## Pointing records
==========

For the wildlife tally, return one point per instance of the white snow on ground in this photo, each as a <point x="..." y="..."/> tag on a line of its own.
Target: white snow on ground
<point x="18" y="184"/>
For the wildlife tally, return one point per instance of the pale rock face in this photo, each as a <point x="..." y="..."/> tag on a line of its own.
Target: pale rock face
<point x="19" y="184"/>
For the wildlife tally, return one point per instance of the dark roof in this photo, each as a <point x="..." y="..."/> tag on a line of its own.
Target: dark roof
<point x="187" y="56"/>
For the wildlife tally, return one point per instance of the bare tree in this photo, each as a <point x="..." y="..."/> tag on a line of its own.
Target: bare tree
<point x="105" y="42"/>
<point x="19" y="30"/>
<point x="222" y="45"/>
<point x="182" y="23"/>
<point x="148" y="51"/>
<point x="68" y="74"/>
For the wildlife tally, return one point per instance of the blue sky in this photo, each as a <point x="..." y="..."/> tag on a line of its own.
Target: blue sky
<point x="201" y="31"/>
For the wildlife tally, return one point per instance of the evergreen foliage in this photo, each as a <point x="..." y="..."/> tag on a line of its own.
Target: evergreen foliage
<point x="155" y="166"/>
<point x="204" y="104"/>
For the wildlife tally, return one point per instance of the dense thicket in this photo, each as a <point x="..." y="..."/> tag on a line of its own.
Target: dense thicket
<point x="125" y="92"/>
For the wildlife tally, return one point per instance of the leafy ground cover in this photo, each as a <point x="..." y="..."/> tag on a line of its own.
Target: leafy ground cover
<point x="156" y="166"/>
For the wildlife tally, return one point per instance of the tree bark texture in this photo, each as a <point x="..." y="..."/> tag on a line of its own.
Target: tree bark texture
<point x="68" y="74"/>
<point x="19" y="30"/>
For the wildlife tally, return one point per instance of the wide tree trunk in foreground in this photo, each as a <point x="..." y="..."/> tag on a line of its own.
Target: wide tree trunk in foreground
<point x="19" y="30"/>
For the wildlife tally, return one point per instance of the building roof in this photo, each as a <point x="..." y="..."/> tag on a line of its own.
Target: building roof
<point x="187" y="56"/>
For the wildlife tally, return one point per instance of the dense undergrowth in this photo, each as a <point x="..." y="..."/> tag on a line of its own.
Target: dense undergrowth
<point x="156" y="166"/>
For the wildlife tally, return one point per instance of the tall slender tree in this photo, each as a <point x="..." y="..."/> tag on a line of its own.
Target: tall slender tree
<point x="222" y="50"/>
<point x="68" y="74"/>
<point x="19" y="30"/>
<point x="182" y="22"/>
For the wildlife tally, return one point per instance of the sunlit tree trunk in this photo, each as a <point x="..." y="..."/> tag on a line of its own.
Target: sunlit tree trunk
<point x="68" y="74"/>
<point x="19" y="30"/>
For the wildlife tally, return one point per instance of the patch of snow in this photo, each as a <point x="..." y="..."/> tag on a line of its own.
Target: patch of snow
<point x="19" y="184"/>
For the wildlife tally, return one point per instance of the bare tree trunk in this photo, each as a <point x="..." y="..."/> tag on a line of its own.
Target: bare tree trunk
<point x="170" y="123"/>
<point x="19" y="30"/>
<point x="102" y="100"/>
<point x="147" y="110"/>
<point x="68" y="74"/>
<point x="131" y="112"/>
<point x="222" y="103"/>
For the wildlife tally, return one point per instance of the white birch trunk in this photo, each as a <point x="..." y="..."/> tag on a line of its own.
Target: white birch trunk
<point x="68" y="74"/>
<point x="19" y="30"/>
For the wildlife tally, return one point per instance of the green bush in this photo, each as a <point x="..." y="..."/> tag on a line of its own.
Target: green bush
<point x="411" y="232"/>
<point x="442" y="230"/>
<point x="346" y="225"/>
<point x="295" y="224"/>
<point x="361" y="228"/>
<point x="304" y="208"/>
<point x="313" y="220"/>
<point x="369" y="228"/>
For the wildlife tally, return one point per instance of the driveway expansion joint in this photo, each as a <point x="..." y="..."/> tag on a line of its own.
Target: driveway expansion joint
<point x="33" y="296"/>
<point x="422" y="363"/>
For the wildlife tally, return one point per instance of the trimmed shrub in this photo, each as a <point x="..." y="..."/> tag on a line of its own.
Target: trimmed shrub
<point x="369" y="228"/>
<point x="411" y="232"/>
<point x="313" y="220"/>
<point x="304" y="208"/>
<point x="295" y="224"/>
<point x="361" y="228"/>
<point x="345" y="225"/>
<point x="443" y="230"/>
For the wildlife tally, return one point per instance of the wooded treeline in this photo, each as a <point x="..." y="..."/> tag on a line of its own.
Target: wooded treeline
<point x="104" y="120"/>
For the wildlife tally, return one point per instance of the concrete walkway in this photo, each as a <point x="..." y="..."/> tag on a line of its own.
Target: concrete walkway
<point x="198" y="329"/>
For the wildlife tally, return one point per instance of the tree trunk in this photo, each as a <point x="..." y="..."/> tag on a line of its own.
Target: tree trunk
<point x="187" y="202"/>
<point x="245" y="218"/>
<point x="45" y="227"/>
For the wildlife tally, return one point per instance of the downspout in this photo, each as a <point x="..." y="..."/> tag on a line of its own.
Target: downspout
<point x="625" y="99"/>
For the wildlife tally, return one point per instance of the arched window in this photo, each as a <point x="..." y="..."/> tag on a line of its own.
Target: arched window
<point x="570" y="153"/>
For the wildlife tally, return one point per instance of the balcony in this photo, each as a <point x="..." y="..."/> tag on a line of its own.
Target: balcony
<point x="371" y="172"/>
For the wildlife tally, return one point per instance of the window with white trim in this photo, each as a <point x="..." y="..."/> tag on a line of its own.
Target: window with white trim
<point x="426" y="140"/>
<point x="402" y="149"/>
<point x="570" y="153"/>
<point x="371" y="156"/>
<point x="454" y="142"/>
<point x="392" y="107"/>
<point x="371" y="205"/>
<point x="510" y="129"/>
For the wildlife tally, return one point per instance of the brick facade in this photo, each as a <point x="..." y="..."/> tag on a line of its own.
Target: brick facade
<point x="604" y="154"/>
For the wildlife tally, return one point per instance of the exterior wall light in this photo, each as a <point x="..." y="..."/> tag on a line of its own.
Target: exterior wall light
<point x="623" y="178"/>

==========

## DIRECTIONS
Your task is to repeat each line of the material exactly.

## ANSWER FOR THIS EXERCISE
For the wildlife tally, return one point per instance of the white snow on ground in this photo, each as a <point x="..." y="..."/> tag on a line of its own.
Target: white snow on ground
<point x="18" y="184"/>
For the wildlife tally, return one point per instance of the pale rock face in this photo, each as a <point x="..." y="..."/> tag on a line of its own.
Target: pale rock face
<point x="19" y="184"/>
For the wildlife tally, return one point per instance of the dark roof in this photo, each as a <point x="..." y="..."/> tag on a line of its own.
Target: dark roof
<point x="187" y="56"/>
For the wildlife tally, return one point per instance of the bare tree in this photo, each as a <point x="..." y="..."/> tag on a line of its own.
Target: bare tree
<point x="105" y="42"/>
<point x="19" y="30"/>
<point x="222" y="45"/>
<point x="182" y="23"/>
<point x="148" y="51"/>
<point x="68" y="74"/>
For the wildlife tally, return one point per instance of the blue sky in this photo, each as a <point x="..." y="..."/> tag on a line of its own.
Target: blue sky
<point x="201" y="31"/>
For the wildlife tally, return one point per instance of the evergreen foliage in this photo, each as a <point x="..." y="..."/> tag on a line of its own.
Target: evergreen foliage
<point x="155" y="166"/>
<point x="204" y="104"/>
For the wildlife tally, return one point per instance of the dense thicket in this photo, each as a <point x="..." y="..."/> tag on a line of its own.
Target: dense thicket
<point x="125" y="92"/>
For the wildlife tally, return one point per instance of the leafy ground cover in this photo, each as a <point x="..." y="..."/> tag on a line of its own.
Target: leafy ground cover
<point x="156" y="166"/>
For the wildlife tally, return one point per instance of the tree bark texture in this photo, each as a <point x="..." y="..."/> tag on a line of its own.
Target: tree bark texture
<point x="68" y="74"/>
<point x="19" y="30"/>
For the wildlife tally, return one point per instance of the wide tree trunk in foreground in this photo, each as a <point x="..." y="..."/> tag on a line of its own.
Target: wide tree trunk in foreground
<point x="19" y="30"/>
For the wildlife tally, return one point per instance of the building roof in this photo, each as a <point x="..." y="..."/> tag on a line of its own.
Target: building roof
<point x="187" y="56"/>
For the wildlife tally, return one point per instance of the dense undergrowth in this photo, each as a <point x="..." y="..."/> tag on a line of its own.
Target: dense undergrowth
<point x="156" y="166"/>
For the wildlife tally, return one point per instance of the tall slender tree in this photo, each as a <point x="..." y="..."/> tag on a line of its own.
Target: tall slender tree
<point x="222" y="50"/>
<point x="68" y="74"/>
<point x="19" y="30"/>
<point x="182" y="22"/>
For the wildlife tally, return one point per instance of the sunlit tree trunk in this photo, each as a <point x="..." y="..."/> tag on a line of its own.
Target: sunlit tree trunk
<point x="68" y="74"/>
<point x="19" y="30"/>
For the wildlife tally, return one point per instance of the patch of snow in this photo, each as a <point x="..." y="..."/> tag on a line of its own.
Target: patch of snow
<point x="19" y="184"/>
For the wildlife tally, return one point per instance of the bare tree trunk in this photo, each as a <point x="..." y="..."/> tag on a line of its own.
Target: bare tree trunk
<point x="170" y="123"/>
<point x="19" y="30"/>
<point x="102" y="100"/>
<point x="147" y="110"/>
<point x="68" y="74"/>
<point x="131" y="112"/>
<point x="222" y="103"/>
For the wildlife tally, return one point per instance of the white birch trunk in this photo, each as a <point x="..." y="..."/> tag on a line of its own.
Target: white birch trunk
<point x="68" y="74"/>
<point x="19" y="30"/>
For the wildlife tally, return one point per instance of the green bush in this photo, each as a <point x="..." y="..."/> tag on a line of its own.
Target: green bush
<point x="411" y="232"/>
<point x="442" y="230"/>
<point x="346" y="225"/>
<point x="295" y="224"/>
<point x="361" y="228"/>
<point x="304" y="208"/>
<point x="313" y="220"/>
<point x="369" y="228"/>
For the wildlife tally, return one point per instance of the driveway expansion joint in this photo, each as a <point x="..." y="..."/> tag on a line of its own.
Target: driveway expansion joint
<point x="33" y="296"/>
<point x="422" y="363"/>
For the wildlife tally, return one point per instance of the trimmed shrub in this photo, each as a <point x="..." y="..."/> tag on a line of its own.
Target: trimmed shrub
<point x="369" y="228"/>
<point x="411" y="232"/>
<point x="313" y="220"/>
<point x="304" y="208"/>
<point x="295" y="224"/>
<point x="361" y="228"/>
<point x="345" y="225"/>
<point x="443" y="230"/>
For the wildlife tally, return one point per instance of the wooded treeline in this photo, each as a <point x="..." y="..."/> tag on a line of its own.
Target: wooded treeline
<point x="104" y="120"/>
For the wildlife tally, return one point per instance of the concrete walkway in this photo, each as a <point x="..." y="..."/> tag on a line of its own.
Target: concrete walkway
<point x="198" y="329"/>
For the wildlife tally, return one point per instance of the tree trunk in this photo, each as a <point x="..." y="..."/> tag on a line of its own.
Target: tree trunk
<point x="187" y="202"/>
<point x="245" y="218"/>
<point x="45" y="227"/>
For the wildlife tally, return one point per instance of the downspout in this photo, each as a <point x="..." y="..."/> tag on a line of its own.
Target: downspout
<point x="625" y="99"/>
For the wildlife tally, return one point per instance of the arched window in this photo, each as a <point x="..." y="..."/> tag on a line of its own.
Target: arched window
<point x="570" y="153"/>
For the wildlife tally, return one point per instance of the balcony in this photo, each as a <point x="..." y="..."/> tag on a line of its own.
Target: balcony
<point x="371" y="172"/>
For the wildlife tally, return one point per instance of the window with white trim in this photo, each as a <point x="..." y="..."/> tag on a line of its own.
Target: window with white trim
<point x="426" y="140"/>
<point x="402" y="149"/>
<point x="570" y="153"/>
<point x="371" y="156"/>
<point x="454" y="142"/>
<point x="392" y="107"/>
<point x="371" y="205"/>
<point x="510" y="129"/>
For the wildlife tally, return one point per instance of the brick facade in this photo, each as a <point x="..." y="..."/> tag on a line of its own.
Target: brick facade
<point x="604" y="154"/>
For the wildlife tally, return one point per instance of the exterior wall light in this photo, each as a <point x="..." y="..."/> tag on a line of its own.
Target: exterior wall light
<point x="623" y="178"/>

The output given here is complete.